AIM OF THE EXERCISE — Put the listing below into a JSON list of strings, one string per line with blank lines omitted, and leave the pictures out.
::::
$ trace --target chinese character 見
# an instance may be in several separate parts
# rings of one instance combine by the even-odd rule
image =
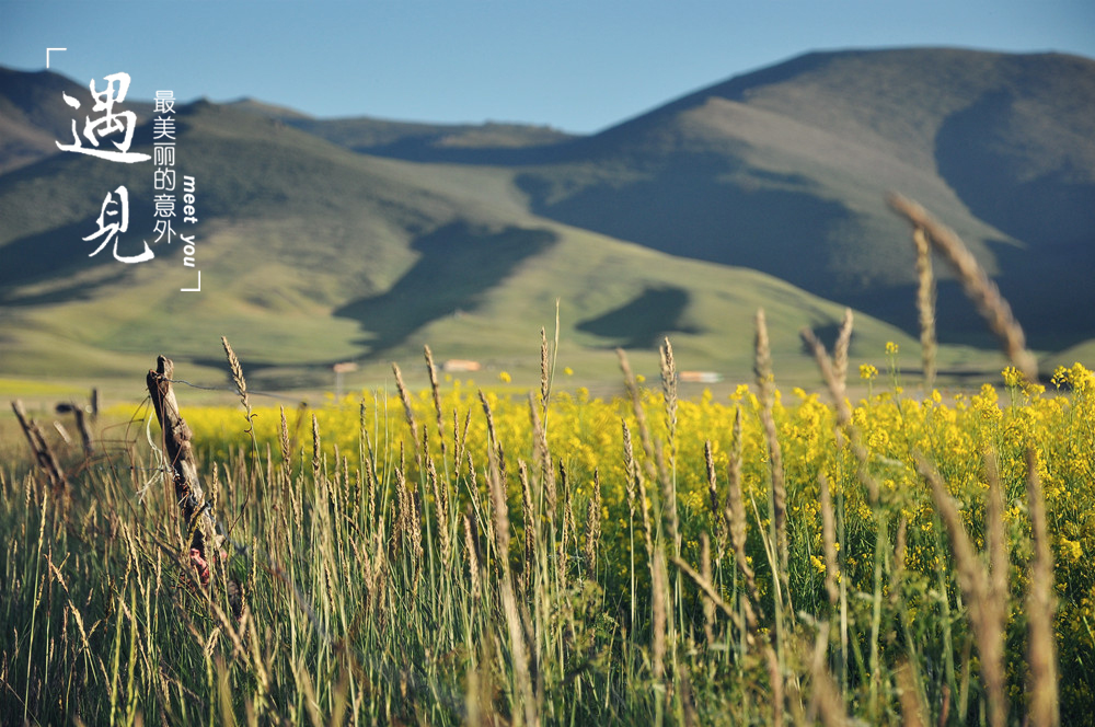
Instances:
[[[117,195],[116,201],[112,198],[114,195]],[[112,209],[114,205],[117,205],[118,209]],[[107,221],[108,219],[111,221]],[[95,220],[95,223],[99,224],[99,231],[89,234],[84,240],[95,240],[103,235],[106,235],[106,239],[88,257],[97,255],[112,241],[114,242],[114,258],[118,262],[143,263],[155,256],[149,249],[148,243],[143,241],[145,252],[139,255],[118,254],[118,233],[129,229],[129,191],[126,189],[125,185],[119,185],[114,192],[106,193],[106,197],[103,199],[103,207],[99,212],[99,219]]]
::::
REPLY —
[
  "$ trace --target chinese character 見",
  "# an instance may be in several separate parts",
  "# rings of one instance combine by the even-odd rule",
  "image =",
  "Instances:",
  "[[[117,195],[116,201],[112,198],[114,195]],[[112,209],[114,205],[117,205],[118,209]],[[107,221],[108,219],[111,221]],[[95,220],[95,223],[99,224],[99,231],[89,234],[84,240],[95,240],[103,235],[106,235],[106,239],[88,257],[97,255],[112,241],[114,242],[114,258],[118,262],[143,263],[155,256],[149,249],[148,243],[143,241],[145,252],[139,255],[118,254],[118,233],[129,229],[129,191],[126,189],[125,185],[119,185],[114,192],[106,193],[106,197],[103,199],[103,207],[99,212],[99,219]]]"
]